• Tareas
a) Según el texto sobre La fábrica de vinagre, ¿cuáles son los tres principios fundamentales que marcaron la trayectoria de Edward Gorey?
b) Indique si cada afirmación concuerda con el texto sobre La fábrica de vinagre y cite las palabras que lo deciden: (i) La fábrica de vinagre está formada por tres libritos. (ii) Gorey prefería los formatos grandes. (iii) Se cumplen cincuenta años de la primera edición de La fábrica de vinagre.
c) Prosiga el texto sobre La fábrica de vinagre a partir de donde termina.

• Fragmento del texto
------------------------

Se cumplen sesenta años de la primera edición de La fábrica de vinagre, una de las cumbres del arte grotesco de Edward Gorey. Formada por tres libritos (Gorey siempre mostró predilección por los formatos pequeños, incluso minúsculos, libros concentrados, de una extraña densidad), La fábrica de vinagre se consagra a los tres principios fundamentales que marcaron la trayectoria del autor y, por extensión, la tradición artística que continúa y de la que se convirtió en un maestro para posteriores creadores: “instruir, horrorizar y divertir”.
Para comprender el sentido de esta enseñanza (su principio didáctico de naturaleza satírica) hay que comprender la fraternidad de los otros dos principios, la alianza extraña entre diversión y horror, entre risa y crueldad. Ambos son los humanísimos factores presentes en la imaginación de nuestra especie desde nuestros comienzos y bastaría enumerar una serie de importantes manifestaciones artísticas para demostrarlo por la vía de los ejemplos: el arte ritual africano, las representaciones del infierno medievales, las danzas de la muerte, el arte de El Bosco, de Brueghel, de William Blake, de Goya, de Buñuel, de Kafka, de Gutiérrez Solana, de Alexander McQueen… Es la gran cadena de la imaginación grotesca, aquella forma propia de la risa en los huesos, de la destrucción satírica, de la fe en la necesidad de un apocalipsis, abrir los ojos al horror de la verdad para reírse del mundo y construir uno nuevo sobre sus escombros. Por eso conviven los impulsos básicos de la risa y de la crueldad (esenciales en nuestros cerebros de animales comunitarios), por eso se alinean como mecanismo de supervivencia del colectivo. La faz destructiva y religadora del humor permite desenmascarar lo que debe ser aniquilado y mostrar la necesidad de un mundo mejor.

------------------------

(Registros del conjunto de datos de señalamiento)
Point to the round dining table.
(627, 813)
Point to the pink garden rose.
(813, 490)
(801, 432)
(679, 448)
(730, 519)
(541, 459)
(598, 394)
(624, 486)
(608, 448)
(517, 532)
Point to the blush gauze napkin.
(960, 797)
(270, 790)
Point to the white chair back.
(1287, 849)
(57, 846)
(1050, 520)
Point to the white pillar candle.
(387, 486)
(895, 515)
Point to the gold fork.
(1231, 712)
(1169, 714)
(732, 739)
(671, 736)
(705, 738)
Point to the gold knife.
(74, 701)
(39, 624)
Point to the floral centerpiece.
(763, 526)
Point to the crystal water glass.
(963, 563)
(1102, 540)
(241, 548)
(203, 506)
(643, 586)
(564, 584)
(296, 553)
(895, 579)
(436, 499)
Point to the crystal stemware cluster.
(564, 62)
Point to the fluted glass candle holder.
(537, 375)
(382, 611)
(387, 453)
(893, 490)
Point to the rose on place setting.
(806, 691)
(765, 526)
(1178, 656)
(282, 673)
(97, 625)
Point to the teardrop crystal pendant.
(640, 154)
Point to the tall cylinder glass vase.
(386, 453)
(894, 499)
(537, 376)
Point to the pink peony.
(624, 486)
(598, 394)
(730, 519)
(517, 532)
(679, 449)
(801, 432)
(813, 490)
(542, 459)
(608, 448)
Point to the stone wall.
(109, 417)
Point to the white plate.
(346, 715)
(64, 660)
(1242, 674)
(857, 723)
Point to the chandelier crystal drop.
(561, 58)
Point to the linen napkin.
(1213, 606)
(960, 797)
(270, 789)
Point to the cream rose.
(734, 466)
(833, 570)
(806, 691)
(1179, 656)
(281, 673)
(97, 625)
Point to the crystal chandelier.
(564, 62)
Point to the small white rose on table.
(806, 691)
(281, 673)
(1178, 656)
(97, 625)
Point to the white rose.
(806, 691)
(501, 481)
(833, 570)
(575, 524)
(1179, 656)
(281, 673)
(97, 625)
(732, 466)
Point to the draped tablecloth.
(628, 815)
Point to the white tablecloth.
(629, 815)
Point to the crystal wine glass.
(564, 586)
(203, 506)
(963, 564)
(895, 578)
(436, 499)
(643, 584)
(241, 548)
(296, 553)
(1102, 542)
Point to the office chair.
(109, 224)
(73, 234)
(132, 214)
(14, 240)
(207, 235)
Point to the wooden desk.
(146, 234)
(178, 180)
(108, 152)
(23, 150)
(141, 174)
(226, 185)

------------------------

• Soluciones
a) Instruir, horrorizar y divertir.

b)
(i) Sí: "Formada por tres libritos".
(ii) No: "Gorey siempre mostró predilección por los formatos pequeños, incluso minúsculos".
(iii) No: "Se cumplen sesenta años de la primera edición de La fábrica de vinagre".

c)
Para ello debe enfrentarse al horror, ponerlo a la vista para que sea contemplado con una risa nerviosa. Ésa es la fe radical del artista grotesco, un individuo que cree en la lucha hermética (fuerzas del bien y del mal en eterno litigio) y que convoca materiales contradictorios, fuerzas muy puras que inquietan al espectador. De ahí su carácter moral, en el sentido de moral que podría aplicarse por ejemplo a la obra de Nietzsche, otro gran creador grotesco.
En el caso de Gorey, la exposición de un mundo cruel, la fragilidad de los seres inocentes (encarnados en la figura de los niños), enfrentados al azar, al absurdo, a la negligencia, a la desgracia, ofrece un escenario tragicómico, un pequeño teatro simbólico ante el que reír y espantarse. Sus libritos son pequeños retablos para esa función simbolizada, ejercicios de concentración de esos impulsos que muestran la fragilidad de nuestra condición, la arquitectura endeble del mundo serio con su moral superficial.
El artista grotesco no da consejos, no ofrece moralejas complacientes (como tampoco “entretiene”, su arte es sincero y consciente). Su obra es una enmienda a la totalidad, tan rotunda que a veces pasa desapercibida, se aparta la vista de ella o se asume como un simple ejercicio manierista. Cuesta entender su risa porque entenderla implica abrirse a una concepción muy distanciada (extrapuesta, ajena a los dogmas del presente) de la naturaleza humana.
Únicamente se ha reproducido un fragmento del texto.